| WHAT YOU SHOULD DO |
In the records below, find the line containing "Can you tell me where the river water"; copy exactly that line and all lines after it to the end, and nothing else.

###

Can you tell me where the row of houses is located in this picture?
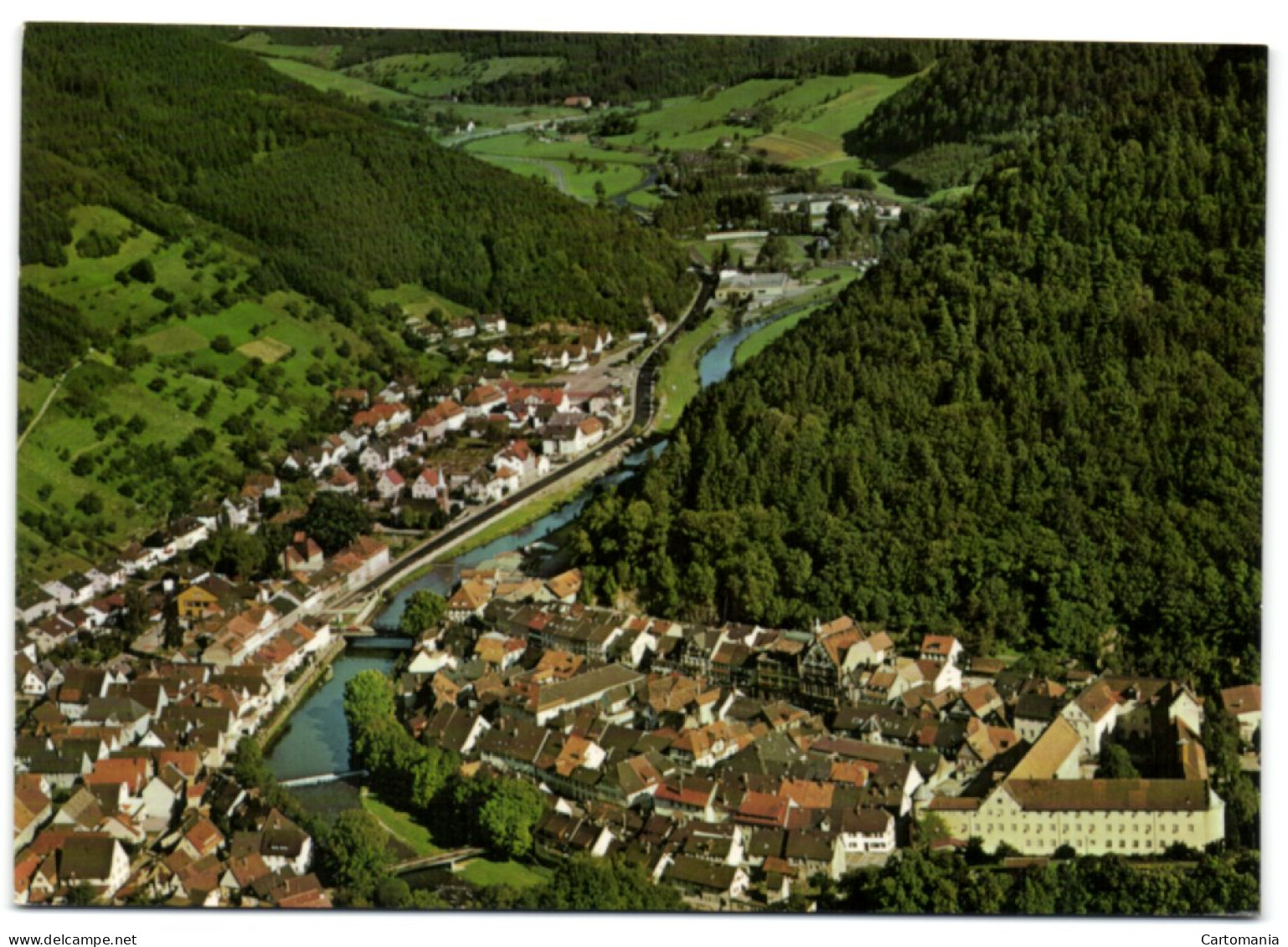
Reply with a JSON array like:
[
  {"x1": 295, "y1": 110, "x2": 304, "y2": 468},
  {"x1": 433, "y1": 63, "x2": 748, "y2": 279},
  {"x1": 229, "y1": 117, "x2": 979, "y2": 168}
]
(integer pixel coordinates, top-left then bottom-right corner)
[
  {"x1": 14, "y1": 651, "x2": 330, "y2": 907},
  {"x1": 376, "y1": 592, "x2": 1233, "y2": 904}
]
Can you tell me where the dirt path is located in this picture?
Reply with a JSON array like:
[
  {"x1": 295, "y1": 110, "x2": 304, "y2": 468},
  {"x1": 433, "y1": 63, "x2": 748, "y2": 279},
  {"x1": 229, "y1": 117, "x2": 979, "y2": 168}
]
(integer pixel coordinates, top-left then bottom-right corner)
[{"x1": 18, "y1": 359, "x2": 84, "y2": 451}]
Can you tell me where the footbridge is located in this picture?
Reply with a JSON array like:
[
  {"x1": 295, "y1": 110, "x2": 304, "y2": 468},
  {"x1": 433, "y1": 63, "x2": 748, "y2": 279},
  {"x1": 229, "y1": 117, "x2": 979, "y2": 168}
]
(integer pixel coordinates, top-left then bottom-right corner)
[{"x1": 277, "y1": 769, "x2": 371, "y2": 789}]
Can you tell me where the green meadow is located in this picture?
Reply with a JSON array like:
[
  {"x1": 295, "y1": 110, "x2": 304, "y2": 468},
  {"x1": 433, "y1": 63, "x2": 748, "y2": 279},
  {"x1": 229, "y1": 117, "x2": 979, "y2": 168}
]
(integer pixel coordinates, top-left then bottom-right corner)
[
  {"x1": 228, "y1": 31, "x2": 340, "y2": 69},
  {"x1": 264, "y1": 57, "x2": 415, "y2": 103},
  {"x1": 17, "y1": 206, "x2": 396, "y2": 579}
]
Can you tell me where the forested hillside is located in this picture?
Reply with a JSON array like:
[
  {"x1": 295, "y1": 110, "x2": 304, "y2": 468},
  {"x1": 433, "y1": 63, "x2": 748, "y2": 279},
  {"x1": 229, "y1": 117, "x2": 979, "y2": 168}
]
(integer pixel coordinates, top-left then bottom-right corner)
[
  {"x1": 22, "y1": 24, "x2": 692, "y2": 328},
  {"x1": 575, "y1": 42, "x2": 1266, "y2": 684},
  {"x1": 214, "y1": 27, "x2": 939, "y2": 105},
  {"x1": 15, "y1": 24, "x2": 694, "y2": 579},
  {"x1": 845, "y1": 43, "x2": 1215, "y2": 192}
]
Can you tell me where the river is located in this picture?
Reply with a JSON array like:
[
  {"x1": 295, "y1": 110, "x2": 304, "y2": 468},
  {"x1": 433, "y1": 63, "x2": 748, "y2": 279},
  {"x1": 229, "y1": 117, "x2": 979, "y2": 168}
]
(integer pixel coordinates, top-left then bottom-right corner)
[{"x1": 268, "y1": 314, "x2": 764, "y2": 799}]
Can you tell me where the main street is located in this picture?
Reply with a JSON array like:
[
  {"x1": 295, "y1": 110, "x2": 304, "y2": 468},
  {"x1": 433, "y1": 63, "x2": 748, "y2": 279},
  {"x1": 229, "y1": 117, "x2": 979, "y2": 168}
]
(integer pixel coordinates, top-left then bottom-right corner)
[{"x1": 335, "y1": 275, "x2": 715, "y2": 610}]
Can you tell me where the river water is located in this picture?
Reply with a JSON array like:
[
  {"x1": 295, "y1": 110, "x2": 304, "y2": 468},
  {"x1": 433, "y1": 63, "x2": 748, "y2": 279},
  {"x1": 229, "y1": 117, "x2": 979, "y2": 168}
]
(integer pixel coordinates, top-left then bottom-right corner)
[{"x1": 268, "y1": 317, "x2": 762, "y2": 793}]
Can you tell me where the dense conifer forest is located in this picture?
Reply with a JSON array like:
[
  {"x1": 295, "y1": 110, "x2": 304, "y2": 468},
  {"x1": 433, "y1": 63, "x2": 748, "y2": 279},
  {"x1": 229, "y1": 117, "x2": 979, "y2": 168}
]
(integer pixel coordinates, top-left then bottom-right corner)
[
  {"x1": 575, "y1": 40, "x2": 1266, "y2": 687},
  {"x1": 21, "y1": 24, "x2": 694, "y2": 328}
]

###

| RESULT FOR THIS EXERCISE |
Can you tell me where the river water is located in this picture?
Reply with a JSON array like:
[
  {"x1": 295, "y1": 110, "x2": 304, "y2": 468},
  {"x1": 433, "y1": 63, "x2": 748, "y2": 279},
  {"x1": 229, "y1": 117, "x2": 979, "y2": 168}
]
(integer pixel coordinates, top-left then bottom-right corner)
[{"x1": 268, "y1": 317, "x2": 762, "y2": 793}]
Can you tell me where the dense conifer forest is located in this picture?
Reply with a JSON array like:
[
  {"x1": 295, "y1": 110, "x2": 304, "y2": 468},
  {"x1": 433, "y1": 63, "x2": 748, "y2": 279},
  {"x1": 229, "y1": 117, "x2": 979, "y2": 168}
]
(integer pixel coordinates, top-left then bottom-right corner)
[
  {"x1": 575, "y1": 40, "x2": 1266, "y2": 687},
  {"x1": 21, "y1": 24, "x2": 694, "y2": 328}
]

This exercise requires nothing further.